* **EXERCISE**
Rewrite the listing as a JSON list of strings, one string per line and no blank lines, from its first line through the line containing "xmin=529 ymin=255 xmax=562 ymax=287".

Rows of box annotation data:
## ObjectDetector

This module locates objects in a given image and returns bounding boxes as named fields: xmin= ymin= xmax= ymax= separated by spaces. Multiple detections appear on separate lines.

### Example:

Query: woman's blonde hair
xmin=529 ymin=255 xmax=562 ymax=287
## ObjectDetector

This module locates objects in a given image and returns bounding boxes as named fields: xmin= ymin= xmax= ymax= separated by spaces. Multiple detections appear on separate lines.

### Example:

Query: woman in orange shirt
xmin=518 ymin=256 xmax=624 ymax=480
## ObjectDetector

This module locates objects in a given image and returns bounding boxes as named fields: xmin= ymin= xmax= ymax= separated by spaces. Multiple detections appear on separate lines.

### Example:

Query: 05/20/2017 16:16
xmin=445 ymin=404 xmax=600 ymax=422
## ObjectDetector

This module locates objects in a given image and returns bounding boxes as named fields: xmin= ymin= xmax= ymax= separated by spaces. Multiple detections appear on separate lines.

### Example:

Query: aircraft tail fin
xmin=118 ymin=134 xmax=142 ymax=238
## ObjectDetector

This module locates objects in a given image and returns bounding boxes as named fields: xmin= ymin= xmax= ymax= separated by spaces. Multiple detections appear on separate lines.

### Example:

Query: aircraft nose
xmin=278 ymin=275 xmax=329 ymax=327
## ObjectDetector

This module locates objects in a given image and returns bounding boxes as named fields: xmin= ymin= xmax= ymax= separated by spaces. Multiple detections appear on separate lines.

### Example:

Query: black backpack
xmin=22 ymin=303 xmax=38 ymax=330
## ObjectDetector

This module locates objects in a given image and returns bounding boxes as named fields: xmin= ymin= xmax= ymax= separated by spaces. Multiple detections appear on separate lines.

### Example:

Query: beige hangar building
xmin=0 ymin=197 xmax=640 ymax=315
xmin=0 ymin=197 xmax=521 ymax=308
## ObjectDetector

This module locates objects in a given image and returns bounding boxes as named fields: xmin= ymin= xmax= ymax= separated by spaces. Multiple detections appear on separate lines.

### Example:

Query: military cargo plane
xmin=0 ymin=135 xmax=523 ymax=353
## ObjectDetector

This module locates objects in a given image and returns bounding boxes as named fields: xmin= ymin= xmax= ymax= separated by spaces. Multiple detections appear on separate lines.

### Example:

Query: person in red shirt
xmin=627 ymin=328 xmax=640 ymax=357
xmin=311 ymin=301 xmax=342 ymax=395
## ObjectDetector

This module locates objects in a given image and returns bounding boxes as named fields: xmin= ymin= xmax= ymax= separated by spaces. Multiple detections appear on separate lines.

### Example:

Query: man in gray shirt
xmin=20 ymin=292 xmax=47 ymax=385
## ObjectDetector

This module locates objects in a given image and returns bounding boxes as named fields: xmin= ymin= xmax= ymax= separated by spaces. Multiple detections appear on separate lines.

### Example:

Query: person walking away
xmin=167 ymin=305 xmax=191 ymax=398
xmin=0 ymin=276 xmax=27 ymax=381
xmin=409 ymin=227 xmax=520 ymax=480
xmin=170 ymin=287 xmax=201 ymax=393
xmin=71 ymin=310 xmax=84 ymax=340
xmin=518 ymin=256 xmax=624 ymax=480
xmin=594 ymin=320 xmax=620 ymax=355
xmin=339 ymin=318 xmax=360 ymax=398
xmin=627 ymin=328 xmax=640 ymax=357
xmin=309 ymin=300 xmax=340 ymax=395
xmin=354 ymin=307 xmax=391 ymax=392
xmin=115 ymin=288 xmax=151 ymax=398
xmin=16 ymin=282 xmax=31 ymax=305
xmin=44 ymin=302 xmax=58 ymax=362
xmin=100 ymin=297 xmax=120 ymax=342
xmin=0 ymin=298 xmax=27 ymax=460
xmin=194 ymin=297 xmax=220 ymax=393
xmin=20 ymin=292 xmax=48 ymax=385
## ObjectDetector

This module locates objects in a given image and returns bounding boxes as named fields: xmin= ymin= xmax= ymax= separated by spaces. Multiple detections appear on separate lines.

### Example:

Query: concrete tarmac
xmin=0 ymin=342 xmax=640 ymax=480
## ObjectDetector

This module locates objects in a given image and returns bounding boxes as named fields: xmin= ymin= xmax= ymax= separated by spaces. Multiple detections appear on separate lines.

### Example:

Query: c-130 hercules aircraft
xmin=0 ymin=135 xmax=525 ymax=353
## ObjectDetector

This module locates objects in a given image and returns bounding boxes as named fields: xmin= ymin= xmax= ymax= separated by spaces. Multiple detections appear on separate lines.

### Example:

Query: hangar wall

* **ANSWER TO THE EXERCISE**
[
  "## ObjectDetector",
  "This module locates objects in a given image and returns bounding boxes as named fields: xmin= ymin= xmax= ymax= separated by spaces. Multiple detections appear on separate lines.",
  "### Example:",
  "Query: woman's blonde hair",
  "xmin=529 ymin=255 xmax=562 ymax=287"
]